_Task item 1_.
List every named school or college that Robert Maynard Murray attended, according to the biography below.
_Task item 2_.
Pick up the biography of Robert Maynard Murray below where it ends, and write the next part.

_Selected passage_.
○ ○ ○ ○ ○
Robert Maynard Murray (November 28, 1841 - August 2, 1913) was an attorney, banker, businessman and member of the United States House of Representatives from Ohio for one term from 1883 to 1885.

==Life and career ==
Robert M. Murray was born in Concord, Ohio, the son of Robert and Sophrenia Murray II. The family moved to Mentor, Ohio when Robert was five years old, where he attended local public schools until age 15 then the Western Reserve Teachers' Seminary at Kirtland, Ohio and the Willoughby Academy at Willoughby, Ohio. He attended Oberlin College but decided on a career in law.

He was admitted to the United States and Ohio bar after graduating from the Cleveland Law School. He joined the firm of Ranney, Backus & Noble until 1864 when he answered the call during the Civil War for Hundred Days Men and served in Company D, 150th Ohio Infantry. He returned to the practice of law until 1867.

In 1867 he joined the family banking business in Painesville, Ohio for nine years and was collector, bookkeeper and then cashier of the First National Bank of Painesville. In 1874 he became a member of the school board in Painesville for three years and subsequently was elected mayor of Painesville, serving from 1877 to 1879.
○ ○ ○ ○ ○
Stored data entries
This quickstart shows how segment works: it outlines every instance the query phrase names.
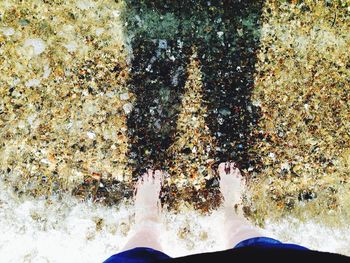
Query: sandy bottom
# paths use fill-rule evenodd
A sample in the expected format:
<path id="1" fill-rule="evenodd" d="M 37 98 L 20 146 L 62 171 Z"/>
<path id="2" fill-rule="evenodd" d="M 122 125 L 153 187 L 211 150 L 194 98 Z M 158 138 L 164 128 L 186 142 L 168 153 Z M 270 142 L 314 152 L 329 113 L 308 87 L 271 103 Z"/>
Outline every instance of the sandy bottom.
<path id="1" fill-rule="evenodd" d="M 101 262 L 117 253 L 134 231 L 133 207 L 103 207 L 65 196 L 19 199 L 0 181 L 2 262 Z M 164 215 L 162 243 L 170 256 L 226 249 L 220 239 L 222 213 Z M 267 223 L 266 236 L 350 256 L 350 228 L 332 229 L 289 218 Z"/>

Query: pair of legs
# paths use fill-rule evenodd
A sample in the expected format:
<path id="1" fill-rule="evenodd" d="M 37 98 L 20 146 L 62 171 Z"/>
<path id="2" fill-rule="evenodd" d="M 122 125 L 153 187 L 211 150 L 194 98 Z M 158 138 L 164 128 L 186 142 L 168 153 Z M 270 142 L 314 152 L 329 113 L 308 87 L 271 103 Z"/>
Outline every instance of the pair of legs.
<path id="1" fill-rule="evenodd" d="M 221 163 L 218 168 L 220 176 L 220 191 L 224 197 L 224 232 L 227 245 L 234 247 L 239 242 L 262 236 L 243 216 L 242 211 L 236 212 L 233 207 L 241 199 L 245 184 L 240 171 L 233 162 Z M 163 172 L 148 170 L 137 182 L 135 188 L 135 224 L 136 233 L 127 242 L 123 251 L 135 247 L 149 247 L 162 251 L 160 243 L 161 219 L 159 192 Z"/>

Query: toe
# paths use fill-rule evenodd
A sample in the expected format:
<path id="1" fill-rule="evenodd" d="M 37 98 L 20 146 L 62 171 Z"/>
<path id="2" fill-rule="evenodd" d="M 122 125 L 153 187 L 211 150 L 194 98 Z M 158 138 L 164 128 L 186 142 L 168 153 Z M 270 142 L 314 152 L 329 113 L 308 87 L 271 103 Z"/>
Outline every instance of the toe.
<path id="1" fill-rule="evenodd" d="M 162 182 L 163 181 L 163 173 L 160 170 L 156 170 L 154 172 L 154 181 L 155 182 Z"/>
<path id="2" fill-rule="evenodd" d="M 148 174 L 147 174 L 147 182 L 151 182 L 152 179 L 153 179 L 153 174 L 154 174 L 154 171 L 152 169 L 148 169 L 147 170 Z"/>
<path id="3" fill-rule="evenodd" d="M 225 162 L 219 164 L 218 172 L 219 172 L 220 175 L 225 173 L 225 165 L 226 165 Z"/>

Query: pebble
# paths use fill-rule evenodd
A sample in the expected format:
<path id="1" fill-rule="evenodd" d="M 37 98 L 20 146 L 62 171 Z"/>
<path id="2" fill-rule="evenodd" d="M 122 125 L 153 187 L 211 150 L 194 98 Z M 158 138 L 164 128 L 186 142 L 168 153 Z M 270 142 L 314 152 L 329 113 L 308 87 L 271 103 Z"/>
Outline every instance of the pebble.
○ ○ ○ ○ ○
_Written answer 1_.
Western Reserve Teachers' Seminary (Kirtland, Ohio)
Willoughby Academy (Willoughby, Ohio)
Oberlin College
Cleveland Law School

_Written answer 2_.
In 1879 Robert M. Murray removed to Piqua, Ohio, engaging in the manufacture of handles for agricultural implements.

===Congress ===
In 1882 he was narrowly elected as a Democrat from Ohio's third district to the Forty-eighth Congress from Ohio's third district. He was an unsuccessful candidate for reelection in 1884.

==Later career and death ==
After his congressional service, he resumed his former business pursuits in Piqua. He moved to Cleveland, Ohio in 1892 and engaged in the storage business. He died Cleveland and was interred in Evergreen Cemetery, Painesville, Ohio.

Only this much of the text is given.